* _対象の文章_:
============================================================

水谷円香(まどか)さん /コミュニティースペース「みそぎの里」運営

埼玉県から愛媛県に移住し、内子町の御祓(みそぎ)地区で、閉校になった小学校を活用したカフェ事業や空き教室のテナント貸しに取り組む水谷円香さん。愛媛出身の熊野慎也さんと結婚し、まもなく第一子も誕生予定だ(2022年5月現在)。新たな人生へと大きく踏み出した、水谷さんの「選択」に迫る。

閉校した小学校をカフェやテナントに活用。

もともと地域おこし協力隊として活動していたのですね。

そうです。でも協力隊になるために移住したというより、移住先として内子を選び、それから協力隊になったんです。
2014年に閉校になった旧御祓小学校をコミュニティースペース『みそぎの里』としてカフェ利用する取り組みは、私が来る前からありました。ところがうまく活用しきれていないのでは? ということがなんとなく見えてきて、自分のメインの活動としてまずはここから着手しようかなと思いました。

今はどのようなことに活用していますか。

飲食事業としては月に2回のカフェと、月に1回の配食サービスを行っています。高齢の方だけでなく子育て世代の方など、月に1回でもお弁当がもらえるとうれしいという方にお届けしています。
また2021年度からは校舎全体の空き教室の活用もスタートさせました。それぞれの空き教室に事業者さんに入っていただき、アトリエや店舗として使ってもらっています。

どんなテナントが入っていますか。

いろんな方がおられますが、内子は大洲和紙の産地でもあることから、紙関係のお店さんが多いですね。
和紙専門の印刷所、世界の手漉き紙の輸入・加工・販売兼紙を使ったものづくりができるシェアアトリエ、大洲和紙を使った小物づくりの工房などです。そのほか、カミはカミでも髪きりやさん(ヘアサロン)、コーヒーと古道具のお店、カフェ営業日に合わせた出張整体などもあります。私はこのコミュニティースペース全体の運営を任せてもらっています。

思い出深いエピソードはありますか。

私が来てからカフェスペースをリニューアルしたのですが、その際に電球を吊るすレールの値段が高くてどうしようかなと困っていたら、地元の方が「竹を取ってきて据えたらええのよ!」と、実際に用意してくださいました。そして数人集めて、見る見るうちに竹材のおしゃれなライティングレールが出来上がったんです。そのアイデアと行動力が、とても印象に残っています。

移住前のモヤモヤがすっきり解消された。

移住はどれぐらい前から考えていましたか。

振り返ってみると、大学入学直前に起きた東日本大震災がきっかけだったと思います。大学は都内の大学に2年通い、中退して京都の大学の通信教育部に入り直したのですが、学生時代ずっとモヤモヤが溜まっていて、その中からちょっとずつ選択肢として移住が浮上してきました。モヤモヤをうまく言葉にするのは難しいのですが、「地に足がつかない」という感じでしょうか。自分の暮らしがどう成り立っているのか、見えない感じです。

============================================================

* _抽出情報_:
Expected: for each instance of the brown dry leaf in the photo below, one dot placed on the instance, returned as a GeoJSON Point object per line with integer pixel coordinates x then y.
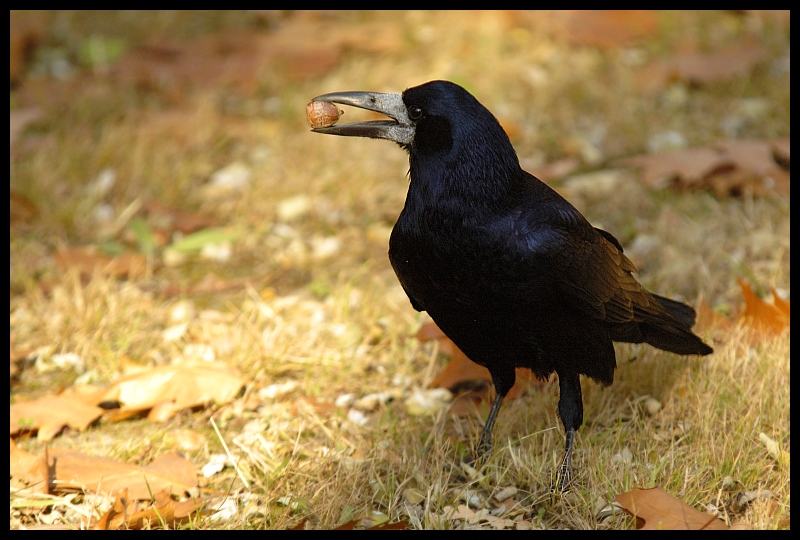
{"type": "Point", "coordinates": [174, 219]}
{"type": "Point", "coordinates": [131, 514]}
{"type": "Point", "coordinates": [707, 318]}
{"type": "Point", "coordinates": [655, 509]}
{"type": "Point", "coordinates": [680, 168]}
{"type": "Point", "coordinates": [609, 28]}
{"type": "Point", "coordinates": [88, 261]}
{"type": "Point", "coordinates": [768, 318]}
{"type": "Point", "coordinates": [49, 414]}
{"type": "Point", "coordinates": [460, 369]}
{"type": "Point", "coordinates": [28, 472]}
{"type": "Point", "coordinates": [702, 68]}
{"type": "Point", "coordinates": [353, 523]}
{"type": "Point", "coordinates": [74, 470]}
{"type": "Point", "coordinates": [726, 168]}
{"type": "Point", "coordinates": [183, 386]}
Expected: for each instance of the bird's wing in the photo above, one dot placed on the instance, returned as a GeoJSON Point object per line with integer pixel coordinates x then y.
{"type": "Point", "coordinates": [590, 270]}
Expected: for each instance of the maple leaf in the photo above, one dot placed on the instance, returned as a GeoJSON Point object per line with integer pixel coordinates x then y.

============================================================

* _課題一覧_:
1. 水谷円香さんのインタビューによると、旧御祓小学校が閉校になったのは何年ですか。
2. 水谷円香さんのインタビューを、最後の文の続きから書き進めてください。
リストは水谷円香さんのインタビューとは関係がありません。

* _最終回答_:
1. 2014年です。

2.
内子を選んだのはなぜですか。

学生時代に旅行した印象などから、移住するなら瀬戸内海を囲む県がいいなと考えていました。他県にも足を運んでみましたが、その時は決め手に欠けて、最終的に愛媛に決めました。通信制大学で和の伝統文化について学びながら、舞台制作や劇場アテンドの仕事をしていたこともあり、町の中心部に歴史ある現役の芝居小屋『内子座』や町並み保存地区があるという、内子の文化的な奥深さに惹かれました。また町中から車で10分ほどのところには里山エリアもあり、そうした多面性も魅力的でした。

移住後、モヤモヤはなくなりましたか。

首都圏で暮らしていたときのようなモヤモヤはまったくなくなりました。とにかく周りの方からいっぱい野菜をいただくのですが、どこの誰が作ったかはっきりしているし、実際に自分たちでも作るし、そういうもので食卓が構成されていることの安心感、満たされる感じは、心の豊かさにもつながっている気がします。

まさに地に足のついた生活ですか。

そのとおりです。さらに内子には各地区に移住者がいて、それぞれに魅力的な事業をしています。そうした横のつながりもあり、例えばコーヒーはここで、パンはどこで、スパイスはどこで、誰かに手紙を書きたくなったら紙はここで、と暮らしのあれこれがそういうものでどんどんつくられていくことに充実感があります。

「この子たちの生きる力はすごいな」

もうすぐ出産ですが、子育てへの期待は?

とても楽しみにしています。通信制大学のときフィールドワークで、ある県の中山間地域に行ったんですね。そこで子育てをしている方とお会いし、そういう環境で育っている子どもたちを見て、「この子たちの生きる力はすごいな」と感じました。それが、自分が中山間地域をめざそうと思った原点です。
首都圏で暮らしているときは子どもがほしいと全然思わなかったのですが、そういう環境でなら自分も子育てしてみたいと思いました。

先行き不透明な時代、生きる力は大切ですね。

「生きる力」は私の中でも重要なテーマです。子どもには自分で選択していく力を持ってほしいと思います。

一方で、実際に住んでみて地域の課題もいろいろ見えてきました。子どもたちが気軽に遊べる場所がなかったり、親の送迎なしでは友達の家にも遠くて行けなかったり。こうした課題にも『みそぎの里』として何かできればと考えています。ここは元小学校なので、遊ぶ場所はあります。ここに子どもを預けてお母さんは買い物に行くとか、お母さん同士が連携して曜日や時間を決めて交替で子どもたちを見るとか、そういう案はありますが、具体化はまだまだです。行政にもそうした取り組みを、ぜひ後押ししてほしいと思います。

PROFILE
移住先エリア
※移住先周辺の地図であり、正確な場所ではありません。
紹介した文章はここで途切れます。